----- SELECTION -----
Server

Version: 24.03 LTS SP3

ANNC User Manual

1 Introduction

Accelerated Neural Network Compiler (ANNC) speeds up neural network computing. It improves model inference for recommendation systems and foundation models by optimizing computation graphs, fusing and integrating high-performance operators, and generating efficient code. In addition, ANNC works with popular open-source inference frameworks.

2 Installing and Building ANNC

2.1 Out-of-the-Box Installation (via EUR)

bash
wget https://eur.openeuler.openatom.cn/results/lesleyzheng1103/ANNC/openeuler-22.03_LTS_SP4-aarch64/00110327-ANNC/ANNC-0.0.2-3.aarch64.rpm

#  Install the package to the / directory
rpm -ivh ANNC-0.0.2-3.aarch64.rpm
  1. Run as the root user to install rpmbuild and rpmdevtools. The commands are as follows:

    bash
    # Install rpmbuild
    yum install dnf-plugins-core rpm-build
    # Install rpmdevtools
    yum install rpmdevtools
  2. Create the rpmbuild folder in the /root directory.
----- MATERIAL SHOWN -----
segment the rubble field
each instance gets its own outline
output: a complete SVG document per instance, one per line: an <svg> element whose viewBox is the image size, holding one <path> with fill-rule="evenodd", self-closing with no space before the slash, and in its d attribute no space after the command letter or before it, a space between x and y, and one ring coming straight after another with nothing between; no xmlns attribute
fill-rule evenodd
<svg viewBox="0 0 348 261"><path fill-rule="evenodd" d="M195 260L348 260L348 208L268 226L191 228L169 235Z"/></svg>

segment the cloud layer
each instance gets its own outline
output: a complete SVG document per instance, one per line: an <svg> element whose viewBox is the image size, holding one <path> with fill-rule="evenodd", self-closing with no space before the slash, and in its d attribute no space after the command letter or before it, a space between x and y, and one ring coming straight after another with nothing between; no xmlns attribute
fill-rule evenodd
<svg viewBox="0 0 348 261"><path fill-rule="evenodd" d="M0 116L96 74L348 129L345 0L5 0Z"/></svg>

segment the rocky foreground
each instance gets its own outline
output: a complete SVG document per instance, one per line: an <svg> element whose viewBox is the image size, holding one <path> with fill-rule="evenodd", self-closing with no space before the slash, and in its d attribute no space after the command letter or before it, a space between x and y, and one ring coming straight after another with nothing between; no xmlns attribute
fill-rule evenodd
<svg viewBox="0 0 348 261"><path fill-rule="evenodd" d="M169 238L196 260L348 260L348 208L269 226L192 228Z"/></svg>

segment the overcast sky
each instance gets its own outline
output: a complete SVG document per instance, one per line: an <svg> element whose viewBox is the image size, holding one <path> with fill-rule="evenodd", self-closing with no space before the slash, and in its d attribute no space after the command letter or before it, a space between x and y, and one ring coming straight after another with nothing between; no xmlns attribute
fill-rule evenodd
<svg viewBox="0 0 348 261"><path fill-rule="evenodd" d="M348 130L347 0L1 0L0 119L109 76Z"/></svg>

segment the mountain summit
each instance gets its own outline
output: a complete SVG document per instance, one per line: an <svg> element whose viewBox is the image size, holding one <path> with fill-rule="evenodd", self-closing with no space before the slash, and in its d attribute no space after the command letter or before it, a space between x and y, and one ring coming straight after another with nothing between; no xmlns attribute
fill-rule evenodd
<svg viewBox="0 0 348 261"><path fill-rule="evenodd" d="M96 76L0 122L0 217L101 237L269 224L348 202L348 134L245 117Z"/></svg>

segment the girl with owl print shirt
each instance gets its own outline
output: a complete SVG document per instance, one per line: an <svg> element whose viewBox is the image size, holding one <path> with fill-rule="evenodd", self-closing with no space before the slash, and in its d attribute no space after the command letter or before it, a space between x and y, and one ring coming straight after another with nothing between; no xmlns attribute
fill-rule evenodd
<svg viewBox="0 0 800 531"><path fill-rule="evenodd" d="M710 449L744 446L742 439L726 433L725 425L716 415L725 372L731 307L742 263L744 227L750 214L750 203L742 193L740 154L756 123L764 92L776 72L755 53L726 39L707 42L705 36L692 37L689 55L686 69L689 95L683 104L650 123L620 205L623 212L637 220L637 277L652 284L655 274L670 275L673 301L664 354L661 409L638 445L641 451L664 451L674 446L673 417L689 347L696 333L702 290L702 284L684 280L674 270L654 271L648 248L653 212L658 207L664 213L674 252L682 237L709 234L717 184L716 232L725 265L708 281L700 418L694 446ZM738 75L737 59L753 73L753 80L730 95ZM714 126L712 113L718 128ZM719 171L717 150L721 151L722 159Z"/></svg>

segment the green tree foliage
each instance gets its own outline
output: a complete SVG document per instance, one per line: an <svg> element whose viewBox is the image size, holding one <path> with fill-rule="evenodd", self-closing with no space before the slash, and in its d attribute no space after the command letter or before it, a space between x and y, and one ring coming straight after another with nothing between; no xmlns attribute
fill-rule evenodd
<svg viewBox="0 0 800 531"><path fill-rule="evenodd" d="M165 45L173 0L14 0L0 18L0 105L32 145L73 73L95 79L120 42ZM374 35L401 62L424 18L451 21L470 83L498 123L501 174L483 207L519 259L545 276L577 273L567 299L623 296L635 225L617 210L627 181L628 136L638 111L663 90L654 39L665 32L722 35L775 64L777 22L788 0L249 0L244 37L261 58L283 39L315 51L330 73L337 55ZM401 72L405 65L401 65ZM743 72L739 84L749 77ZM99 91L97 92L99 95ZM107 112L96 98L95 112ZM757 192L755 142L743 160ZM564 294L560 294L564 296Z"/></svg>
-----
## SET EXERCISE
What does the abbreviation ANNC stand for in the ANNC user manual?

## IN RESPONSE
Accelerated Neural Network Compiler